Text shown:
Start of Block

Storage and Preparation of Puffball Mushrooms:
- After picking, puffballs start to deteriorate pretty quickly. It’s best to use it immediately or very soon after harvesting.
- Puffballs don’t store well but can potentially keep for a few days in the fridge.
Giant Puffball Recipes
The most popular way to eat them is to fry in oil with a batter (really good). These mushrooms can be a versatile food item. Some other quick ideas to enjoy them:
- Sautéed alone or with vegetables.
- Broiled alone with a marinade or in conjunction with another recipe.
- Dice them into smaller pieces and stir fry in place of tofu.
- Use instead of eggplant in any recipe. Giant puffballs are a great replacement for eggplant!
- Remove the top and hollow out the mushroom into a bowl. Cook the hollowed out pieces with some other ingredients (peppers, spices, whatever you like) and place back into the puffball shell. Wrap the whole thing in foil and bake in the oven, checking on it occasionally to see if it’s done. Delicious!
Giant puffball mushrooms have possible medicinal uses as well. Remember those trillions of spores they produce? The dried spores can slow bleeding if they’re used as a coagulant. They were reportedly used in Native American folk medicine to treat bleeding and prevent infection.

End of Block

Material provided:

Start of Block

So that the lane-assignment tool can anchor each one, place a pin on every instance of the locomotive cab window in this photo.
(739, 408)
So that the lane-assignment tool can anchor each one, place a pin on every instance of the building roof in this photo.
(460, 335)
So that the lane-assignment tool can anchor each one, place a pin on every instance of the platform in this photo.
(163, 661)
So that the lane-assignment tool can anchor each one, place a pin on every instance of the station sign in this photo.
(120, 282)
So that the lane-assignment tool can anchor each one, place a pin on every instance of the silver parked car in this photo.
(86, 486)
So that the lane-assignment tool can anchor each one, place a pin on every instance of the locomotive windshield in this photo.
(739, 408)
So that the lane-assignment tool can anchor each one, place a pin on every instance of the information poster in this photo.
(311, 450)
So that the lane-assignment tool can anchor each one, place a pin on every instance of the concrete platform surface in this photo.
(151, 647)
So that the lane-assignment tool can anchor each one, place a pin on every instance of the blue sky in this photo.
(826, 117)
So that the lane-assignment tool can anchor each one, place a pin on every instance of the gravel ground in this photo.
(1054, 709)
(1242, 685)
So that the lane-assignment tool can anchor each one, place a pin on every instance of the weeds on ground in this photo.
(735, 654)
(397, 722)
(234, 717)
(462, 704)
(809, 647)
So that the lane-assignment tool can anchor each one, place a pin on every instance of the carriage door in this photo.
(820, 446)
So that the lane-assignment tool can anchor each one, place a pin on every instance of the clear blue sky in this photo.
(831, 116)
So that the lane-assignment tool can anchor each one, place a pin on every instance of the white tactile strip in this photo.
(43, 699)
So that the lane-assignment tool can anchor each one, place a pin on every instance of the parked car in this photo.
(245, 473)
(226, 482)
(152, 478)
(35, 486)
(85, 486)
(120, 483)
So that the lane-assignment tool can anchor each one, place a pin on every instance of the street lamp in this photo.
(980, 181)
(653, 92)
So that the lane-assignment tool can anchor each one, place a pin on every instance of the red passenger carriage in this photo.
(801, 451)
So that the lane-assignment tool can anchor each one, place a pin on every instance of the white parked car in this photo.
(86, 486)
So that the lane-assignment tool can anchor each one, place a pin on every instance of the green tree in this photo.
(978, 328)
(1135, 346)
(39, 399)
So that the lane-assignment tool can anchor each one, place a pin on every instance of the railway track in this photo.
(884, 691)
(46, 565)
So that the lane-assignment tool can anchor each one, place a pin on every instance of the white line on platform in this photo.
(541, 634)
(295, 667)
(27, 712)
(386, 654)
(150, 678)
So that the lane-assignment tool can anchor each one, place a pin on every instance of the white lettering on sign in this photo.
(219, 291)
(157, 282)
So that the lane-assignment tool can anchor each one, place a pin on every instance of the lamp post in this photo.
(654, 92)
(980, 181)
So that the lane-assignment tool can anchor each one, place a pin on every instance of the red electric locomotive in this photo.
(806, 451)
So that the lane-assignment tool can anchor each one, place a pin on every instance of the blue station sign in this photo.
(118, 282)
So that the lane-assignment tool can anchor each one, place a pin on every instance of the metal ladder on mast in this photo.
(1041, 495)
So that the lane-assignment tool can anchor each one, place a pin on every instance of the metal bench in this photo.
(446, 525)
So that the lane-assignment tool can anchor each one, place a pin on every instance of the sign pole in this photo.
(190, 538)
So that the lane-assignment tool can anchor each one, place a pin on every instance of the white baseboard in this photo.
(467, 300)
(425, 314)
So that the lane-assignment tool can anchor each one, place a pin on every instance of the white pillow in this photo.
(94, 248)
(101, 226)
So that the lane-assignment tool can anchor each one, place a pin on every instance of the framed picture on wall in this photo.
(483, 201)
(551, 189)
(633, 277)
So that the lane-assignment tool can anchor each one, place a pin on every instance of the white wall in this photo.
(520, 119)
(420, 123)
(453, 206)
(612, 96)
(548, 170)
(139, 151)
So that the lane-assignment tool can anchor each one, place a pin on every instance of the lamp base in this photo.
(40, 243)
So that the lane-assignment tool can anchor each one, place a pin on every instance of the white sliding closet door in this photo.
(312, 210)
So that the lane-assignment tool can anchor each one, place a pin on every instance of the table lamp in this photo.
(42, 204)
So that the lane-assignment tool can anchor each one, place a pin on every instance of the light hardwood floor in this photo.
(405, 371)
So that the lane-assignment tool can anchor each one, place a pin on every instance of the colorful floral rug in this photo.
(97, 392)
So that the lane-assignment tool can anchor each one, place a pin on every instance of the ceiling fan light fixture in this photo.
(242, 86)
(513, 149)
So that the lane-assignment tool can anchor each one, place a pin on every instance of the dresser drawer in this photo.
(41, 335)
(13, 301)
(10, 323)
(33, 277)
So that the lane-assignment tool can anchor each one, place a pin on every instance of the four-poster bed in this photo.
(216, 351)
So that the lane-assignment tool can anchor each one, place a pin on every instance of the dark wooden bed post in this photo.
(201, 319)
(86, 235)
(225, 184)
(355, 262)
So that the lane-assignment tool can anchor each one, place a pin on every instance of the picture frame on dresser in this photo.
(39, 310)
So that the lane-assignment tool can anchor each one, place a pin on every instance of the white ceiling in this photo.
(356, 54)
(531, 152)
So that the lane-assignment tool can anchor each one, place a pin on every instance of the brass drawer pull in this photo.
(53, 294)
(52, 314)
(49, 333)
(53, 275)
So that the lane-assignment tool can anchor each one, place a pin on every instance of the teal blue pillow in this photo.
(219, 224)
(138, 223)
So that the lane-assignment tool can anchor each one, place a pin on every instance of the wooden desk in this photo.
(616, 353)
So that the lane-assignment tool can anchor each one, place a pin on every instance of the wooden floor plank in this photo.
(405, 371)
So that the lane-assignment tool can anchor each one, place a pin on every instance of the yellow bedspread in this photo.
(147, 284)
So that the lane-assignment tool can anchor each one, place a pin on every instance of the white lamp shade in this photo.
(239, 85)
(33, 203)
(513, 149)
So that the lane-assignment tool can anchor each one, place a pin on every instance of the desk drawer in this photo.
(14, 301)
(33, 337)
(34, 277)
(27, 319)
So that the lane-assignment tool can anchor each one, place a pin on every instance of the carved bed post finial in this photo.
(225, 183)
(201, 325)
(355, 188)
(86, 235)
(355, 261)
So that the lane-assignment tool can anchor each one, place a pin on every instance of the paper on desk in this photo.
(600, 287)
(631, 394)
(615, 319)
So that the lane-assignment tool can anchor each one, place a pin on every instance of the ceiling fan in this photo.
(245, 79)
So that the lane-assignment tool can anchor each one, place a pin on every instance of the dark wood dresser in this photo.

End of Block

Tasks:
A - Write out the stretch of the puffball passage from "- Puffballs don’t" through "or with vegetables.".
B - Carry the puffball passage forward from its final sentence.

Results of the tasks:
A -
- Puffballs don’t store well but can potentially keep for a few days in the fridge.
Giant Puffball Recipes
The most popular way to eat them is to fry in oil with a batter (really good). These mushrooms can be a versatile food item. Some other quick ideas to enjoy them:
- Sautéed alone or with vegetables.

B -
The use of Calvatia gigantea in folk medicine led researchers to to investigate it further. In the 1960’s they isolated the substance calvacin, which was shown to inhibit sarcoma in lab mice. Calvacin is now cited as one of the first substances with antitumor activity isolated from a mushroom.
Unfortunately I am unable to find any detailed experiments on calvacin or giant puffballs on the web. If you know of something, or if you just want to tell someone about the huge puffball you found in your yard, please contact me.
Giant Puffball Common Questions
Are there any poisonous giant puffballs?
No. There are no giant puffballs, but eating a puffball past maturity will make you sick. Just like any fruit or vegetable, once it starts rotting, you do not want to eat it.
Puffballs when they’re small also slightly resemble baby amanita mushrooms (very poisionous). The way to prevent eating a rotten puffball or mistaking it for an amanita is cutting it open. It should be all white and have no gills or anything inside, just solid white flesh.
Where do puffballs grow?
Usually, they grow on the ground, in meadows and on disturbed land. They feed of off dead and decaying material. Giant puffballs don’t grow on trees.
What is the easiest way to identify a puffball mushroom?
Giant puffballs are white with firm white flesh inside. If they are yellowish or brown, it means that it is about to or has gone to spore, and is not edible anymore.
Before the mushroom turns brown or becomes too mature, there will be a point when the white exterior cracks and the white interior shows through.
Always (and we mean, always!) cut the puffball in half to verify the flesh inside is firm, all white, and not hiding gills or a stem.